## What is asked
a – Decide whether each statement below agrees with the excerpt about strip-search lawsuits, and give yes or no with the words of the excerpt that settle it: (i) The activists arrested at the Bel Air protest won a $385,000 settlement. (ii) The federal judge wants a status report from the attorneys by Monday. (iii) The first Baltimore case was filed in 2008.
b – Pick up the excerpt about strip-search lawsuits at Baltimore's Central Booking after its final sentence and extend it.

## Excerpted text
- - -

Judges overseeing pending cases around the country are likely to refer to the high court's ruling for guidance. Two lawsuits in Maryland's U.S. District Court, one of them a class action case open to thousands, were put on hold while the justices considered the issue.
The decision appears to go against a recent ruling in Massachusetts that deemed routine searches unconstitutional. And it could threaten future settlements in similar cases.
Law enforcement agencies have paid out millions of dollars in settlements and judgments for lawsuits in Pennsylvania and New York, as well as in Maryland, where anti-abortion activists were strip-searched after their arrests at a Bel Air protest. The activists, who claimed violations of free speech, and some of whom were strip-searched, recently won a $385,000 settlement.
The federal judge hearing Maryland's two current cases has asked attorneys to confer with opposing counsel and provide a status report by Friday outlining how the Supreme Court decision "may affect the pending issues" and schedules in the cases. Both lawsuits allege that illegal strip searches are the norm for those arrested in the city and processed through the Central Booking and Intake Center in downtown Baltimore.
Lawyers for plaintiffs in both of those cases contend that the Supreme Court decision leaves room for the lawsuits to go forward, though they expect the state attorney general's office, which represents the Central Booking wardens and correctional officers, to disagree.
A lawyer for the attorney general's office declined to outline the state's position but said the potential impact of the Supreme Court ruling will likely be determined through the next round of legal filings.
The first case, filed in 2005, claims that strip searches for minor, nonviolent, non-drug offenses violated arrestees' constitutional rights because they were not supported by a reasonable suspicion that the detainees were concealing contraband.
That case was granted class action status three years ago, allowing tens of thousands of people arrested in Baltimore between 2002 and 2008, when Central Booking maintained a policy of searching only when reasonable, to join the suit.

- - -

## Given material
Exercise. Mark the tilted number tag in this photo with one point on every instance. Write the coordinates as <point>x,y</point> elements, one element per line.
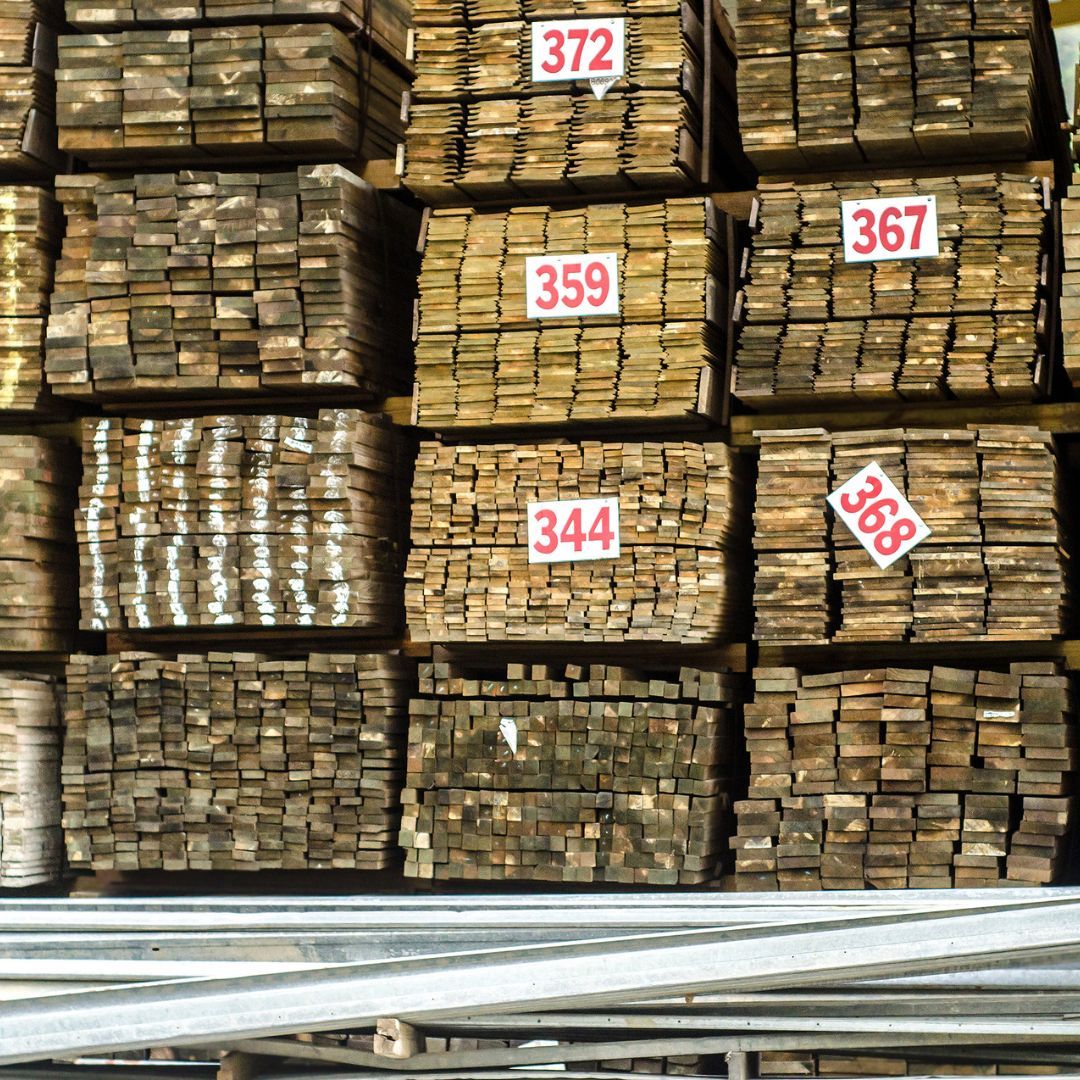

- - -

## Answers provided
a –
(i) Yes: "recently won a $385,000 settlement."
(ii) No: "provide a status report by Friday."
(iii) No: "The first case, filed in 2005."

b –
Sean R. Day, one of the plaintiffs' lawyers in the case, said the Supreme Court opinion doesn't affect the pending case because it involves arrestees who haven't gone before a commissioner, who can determine whether they pose a danger, and people who aren't likely to be placed among the general population, where security concerns are higher.
"You're dealing here with people who are going to be out the door shortly," for the most part, Day said.
The Supreme Court justices explicitly declined to issue an opinion on strip searches under those circumstances.
The second Maryland case makes similar claims, though it involves a single plaintiff: Rosemary Munyiri, a nurse who says she's never even had a parking ticket. Munyiri says she mistakenly ignored flares blocking an exit ramp on her way home from work in 2008, then didn't pull over quickly enough when an officer pursued her.
She was ordered from her vehicle at gunpoint, handcuffed and taken to Central Booking, where she said she was strip-searched in front of other prisoners and correctional staff. The traffic charges against her were later dropped after the arresting officer failed to appear for trial.
Robert D. Schulte, one of Munyiri's Baltimore attorneys, also said he thinks the Supreme Court decision will not affect his case for the same reasons it won't affect Day's. Munyiri says her strip search occurred before she was allowed to see a commissioner.
"I know it's a very difficult job to run a facility like that, it can be dangerous, I get all that," he said. "But I'm not sure that's sufficient to strip somebody buck-naked for a nothing offense.
"The Constitution was supposed to recognize limitations on government power, and every time I turn around, it seems they're just slowly chipping away at it," he added. "It's frustrating."
The Supreme Court opinion concerns the arrest of a New Jersey man who was strip-searched twice at two separate jails after being arrested for a warrant that should no longer have been in effect. He filed a lawsuit contending that those arrested for minor offenses shouldn't be subject to such invasive searches absent a suspicion that they might be concealing weapons, drugs or other contraband.
But the majority of the justices found that the searches struck a "reasonable balance between inmate privacy and the needs of the institutions" to maintain safety. In a dissenting opinion, four justices found that the "serious invasion" of personal privacy is not justified by strip-searching those accused of minor offenses.